**Текст для чтения**
※ ※ ※
В нынешнем году фильму Джима Джармуша «Выживут только любовники» исполняется десять лет. Тогда фильм подарил мне возможность интервью с режиссёром. Но почему именно сегодня я о нём вспомнила? Дело в том, что предшествовала ему занятная история.
В то время я находилась в непростых лирических отношениях с джентльменом N. Наш возраст не подразумевал понятие «мудрость», точнее она находилась в состоянии куколки. В связи с этим между нами довольно часто возникали баталии. Каждый из нас вращался на своей орбите, одержимый собственным комплексом Наполеона, амбициями и представлениями о том, как всё должно быть. У нас никак не получалось договориться. И тут главред мне говорит: «У нас есть Джармуш, он снял фильм про вампиров». Я поморщилась: «Вампиры? Ну что за детский сад?». «Но это же Джармуш!», – сказал главред, и я катапультировалась на премьеру.
После просмотра фильма «Выживут только любовники» я сделала два вывода.
Во-первых, фильм не про вампиров, а про круговорот человеческой энергии в природе. Про то, как два мира, вечные антагонисты, мужской и женский, сосуществуют в огромной космической пробирке. Как вступают в химические и духовные реакции, как бунтуют друг против друга, чтобы выйти на новый уровень эмоциональной реализации.
Главные герои джармушевского фильма, Адам и Ева, потомки библейских квартирантов рая, живут в 2014 году в той же вдохновляющей деструктивности, что и годаровские Мишель и Патриция из «На последнем дыхании», или его же Поль и Мадлен из «Мужское-женское».
Почему я привожу пример именно из французской кинематографической психоаналитики 60-х годов? Потому что это было идеальное время для препарирования массового сознания. Художественное кино того времени, снятое монтажным методом, стилизованное под документальную хронику на тему «Из жизни семьи М….», объявило французское общество той поры новой Бастилией, которая подлежала немедленной атаке.
※ ※ ※
**Обязательное задание 1**
Определите, соответствуют ли тексту о фильме Джармуша «Выживут только любовники» утверждения (а), (б) и (в). На каждое ответьте «да» или «нет» и приведите точную цитату, которая это решает.
(а) Фильму «Выживут только любовники» в нынешнем году исполняется десять лет.
(б) Предложение главреда пойти на фильм про вампиров сразу вызвало у автора интерес.
(в) Адам и Ева, герои фильма, живут в 1960-х годах.
**Обязательное задание 2**
Продолжите текст о фильме Джармуша «Выживут только любовники», начав сразу после его последнего предложения.
Записи для выполнения заданий не понадобятся.
※ ※ ※
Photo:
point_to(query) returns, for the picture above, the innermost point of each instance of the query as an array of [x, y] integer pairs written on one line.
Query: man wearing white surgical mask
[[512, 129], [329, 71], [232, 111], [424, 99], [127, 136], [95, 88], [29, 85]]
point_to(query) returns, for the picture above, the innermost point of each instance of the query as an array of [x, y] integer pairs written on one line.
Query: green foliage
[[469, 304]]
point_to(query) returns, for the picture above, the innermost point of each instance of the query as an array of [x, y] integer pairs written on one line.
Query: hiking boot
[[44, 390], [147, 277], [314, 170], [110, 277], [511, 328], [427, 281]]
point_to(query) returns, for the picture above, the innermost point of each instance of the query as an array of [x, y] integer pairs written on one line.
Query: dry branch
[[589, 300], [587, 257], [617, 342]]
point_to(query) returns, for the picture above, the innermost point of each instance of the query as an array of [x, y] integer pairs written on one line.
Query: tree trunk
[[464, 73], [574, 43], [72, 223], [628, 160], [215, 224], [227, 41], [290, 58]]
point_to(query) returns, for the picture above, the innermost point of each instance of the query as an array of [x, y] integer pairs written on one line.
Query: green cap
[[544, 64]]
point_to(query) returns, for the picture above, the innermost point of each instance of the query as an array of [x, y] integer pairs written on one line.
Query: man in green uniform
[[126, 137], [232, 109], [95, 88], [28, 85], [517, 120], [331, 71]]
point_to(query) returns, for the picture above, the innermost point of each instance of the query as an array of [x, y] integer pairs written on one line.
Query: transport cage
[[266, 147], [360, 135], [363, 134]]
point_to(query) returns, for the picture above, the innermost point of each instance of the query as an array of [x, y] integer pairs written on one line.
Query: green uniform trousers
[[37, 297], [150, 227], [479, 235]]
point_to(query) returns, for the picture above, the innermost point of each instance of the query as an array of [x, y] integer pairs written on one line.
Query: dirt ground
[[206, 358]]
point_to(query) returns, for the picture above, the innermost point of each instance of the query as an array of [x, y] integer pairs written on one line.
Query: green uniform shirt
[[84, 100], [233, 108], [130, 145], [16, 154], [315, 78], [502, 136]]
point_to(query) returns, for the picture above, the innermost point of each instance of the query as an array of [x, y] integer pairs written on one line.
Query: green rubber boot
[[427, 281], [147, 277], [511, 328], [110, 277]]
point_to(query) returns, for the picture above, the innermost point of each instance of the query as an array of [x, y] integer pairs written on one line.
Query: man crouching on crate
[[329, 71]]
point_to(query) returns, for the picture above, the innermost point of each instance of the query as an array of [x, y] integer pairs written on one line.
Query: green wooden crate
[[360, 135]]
※ ※ ※
**Письменный ответ 1**
(а) Да: «В нынешнем году фильму Джима Джармуша «Выживут только любовники» исполняется десять лет».
(б) Нет: «Я поморщилась: «Вампиры? Ну что за детский сад?»».
(в) Нет: «живут в 2014 году в той же вдохновляющей деструктивности».

**Письменный ответ 2**
Все киноопыты вчерашних критиков из «Les Cahiers du cinéma» – Трюффо, Годара, Шаброля, Ромера – выросли из «жёлтых тетрадей» 50-х. «Банда выскочек» (их имена – выше) исчиркала острыми перьями критики «папино кино». Можно сказать, порезала на тонкие лоскутки. Под чутким руководством теоретика кино Андре Базена, затем Эрика Ромера, а ещё позже Жака Риветта. Их ассистенты, помощники, подмастерья, взъерошенные воробьи – Годар и Компания – на примере своих фильмов провели, как сказали бы сегодня, ребрендинг тогдашнего кинематографа.
И его главный сюжет, диалог Мужчины и Женщины, изменил тональность, стиль и форму повествования. Они ещё пытались договариваться, но понятие «личные границы» уже тогда вызревало с пугающей быстротой.
Их потомки, Адам и Ева 2014 года живут порознь. У каждого из них свой ареал обитания. Они чувствуют друг друга на расстоянии. Ева в Танжере живёт и наслаждается жизнью, Адам в Детройте фрустрирует и депрессует. Две стороны одного бытия. Они не пытаются договориться, они живут каждый, как может.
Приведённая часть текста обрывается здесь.